[Dataset records Boundary: Start]

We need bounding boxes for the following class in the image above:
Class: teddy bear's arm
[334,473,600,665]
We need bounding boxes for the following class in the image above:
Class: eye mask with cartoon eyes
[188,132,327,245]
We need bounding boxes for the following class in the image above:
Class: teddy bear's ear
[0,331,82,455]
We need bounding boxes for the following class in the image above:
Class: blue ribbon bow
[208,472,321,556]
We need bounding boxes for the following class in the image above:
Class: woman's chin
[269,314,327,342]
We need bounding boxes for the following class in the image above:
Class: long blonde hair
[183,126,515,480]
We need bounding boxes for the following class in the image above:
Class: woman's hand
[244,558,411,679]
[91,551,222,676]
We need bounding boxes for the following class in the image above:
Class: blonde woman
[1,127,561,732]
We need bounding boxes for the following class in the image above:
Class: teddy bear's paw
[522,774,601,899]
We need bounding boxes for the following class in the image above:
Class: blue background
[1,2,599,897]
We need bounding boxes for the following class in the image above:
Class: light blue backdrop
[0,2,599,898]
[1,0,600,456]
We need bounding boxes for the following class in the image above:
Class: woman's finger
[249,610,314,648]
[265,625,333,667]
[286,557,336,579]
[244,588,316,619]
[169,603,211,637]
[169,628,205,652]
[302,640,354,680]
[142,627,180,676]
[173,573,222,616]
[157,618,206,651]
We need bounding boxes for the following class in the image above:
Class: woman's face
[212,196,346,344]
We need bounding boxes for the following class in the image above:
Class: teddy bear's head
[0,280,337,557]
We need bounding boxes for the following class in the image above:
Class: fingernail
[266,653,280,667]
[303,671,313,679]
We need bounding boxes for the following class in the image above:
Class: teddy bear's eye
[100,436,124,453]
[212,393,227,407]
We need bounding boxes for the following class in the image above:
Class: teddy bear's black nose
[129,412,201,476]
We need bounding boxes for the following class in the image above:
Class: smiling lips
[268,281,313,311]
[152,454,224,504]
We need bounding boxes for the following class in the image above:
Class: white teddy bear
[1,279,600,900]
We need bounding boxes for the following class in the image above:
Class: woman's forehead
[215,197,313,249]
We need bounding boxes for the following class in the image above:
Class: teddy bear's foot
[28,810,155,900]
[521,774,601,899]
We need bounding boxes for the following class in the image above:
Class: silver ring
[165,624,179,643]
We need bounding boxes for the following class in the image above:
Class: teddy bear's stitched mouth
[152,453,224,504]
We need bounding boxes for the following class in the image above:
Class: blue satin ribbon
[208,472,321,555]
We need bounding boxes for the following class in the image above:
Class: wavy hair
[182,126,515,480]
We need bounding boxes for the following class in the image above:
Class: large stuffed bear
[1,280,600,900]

[Dataset records Boundary: End]

• [What this task involves] The records need to be set down again without a single difference.

• [Task response]
We need bounding boxes for the following class in the image above:
Class: teddy bear's arm
[334,473,600,665]
We need bounding boxes for the following class in the image above:
Class: eye mask with cartoon eyes
[188,132,327,245]
We need bounding boxes for the following class in the image above:
Class: teddy bear's ear
[0,331,82,455]
We need bounding boxes for the following class in the image above:
Class: blue ribbon bow
[208,472,321,556]
We need bounding boxes for the following class in the image above:
Class: woman's chin
[269,314,327,342]
We need bounding boxes for the following class in the image above:
Class: long blonde hair
[183,126,515,480]
We need bounding boxes for the following class in the image above:
Class: woman's hand
[244,558,411,679]
[91,551,222,676]
We need bounding boxes for the following class in the image above:
Class: blonde woman
[1,127,561,732]
We need bounding boxes for the following class in the image above:
Class: teddy bear's paw
[522,774,601,899]
We need bounding boxes for the following class in the image above:
Class: blue background
[1,2,599,897]
We need bounding boxes for the following class in the image above:
Class: light blue backdrop
[0,2,599,898]
[1,0,600,456]
We need bounding boxes for the following class in the image above:
Class: woman's finger
[249,610,314,648]
[265,625,333,667]
[286,557,336,579]
[244,588,316,619]
[169,603,211,637]
[169,628,205,652]
[302,640,354,680]
[142,627,180,676]
[173,573,222,616]
[157,618,206,651]
We need bounding boxes for the following class in the image above:
Class: woman's face
[212,196,346,344]
We need bounding boxes for the following class in the image above:
Class: teddy bear's head
[0,280,337,557]
We need bounding boxes for the following class in the image above:
Class: fingernail
[266,653,280,667]
[303,671,313,679]
We need bounding boxes for the following class in the image above:
Class: teddy bear's eye
[100,436,124,453]
[212,393,227,407]
We need bounding boxes for the following class in the image above:
Class: teddy bear's black nose
[129,412,201,476]
We need bounding boxes for the following class in the image above:
Class: smiling lips
[268,281,313,311]
[152,454,224,504]
We need bounding boxes for the following class in the image above:
Class: white teddy bear
[1,279,600,900]
We need bounding boxes for the following class in the image above:
Class: woman's forehead
[215,197,313,249]
We need bounding boxes for the following class in the image above:
Class: teddy bear's foot
[28,810,155,900]
[521,774,601,899]
We need bounding boxes for the following class in the image above:
Class: silver ring
[165,624,179,643]
We need bounding boxes for the following class in the image above:
Class: teddy bear's stitched mouth
[152,453,224,504]
We need bounding boxes for the following class in the image above:
Class: blue satin ribbon
[208,472,321,555]
We need bounding boxes for the following class in the image above:
Class: wavy hair
[182,126,515,480]
We need bounding boxes for the following class in the image above:
Class: large stuffed bear
[1,280,600,900]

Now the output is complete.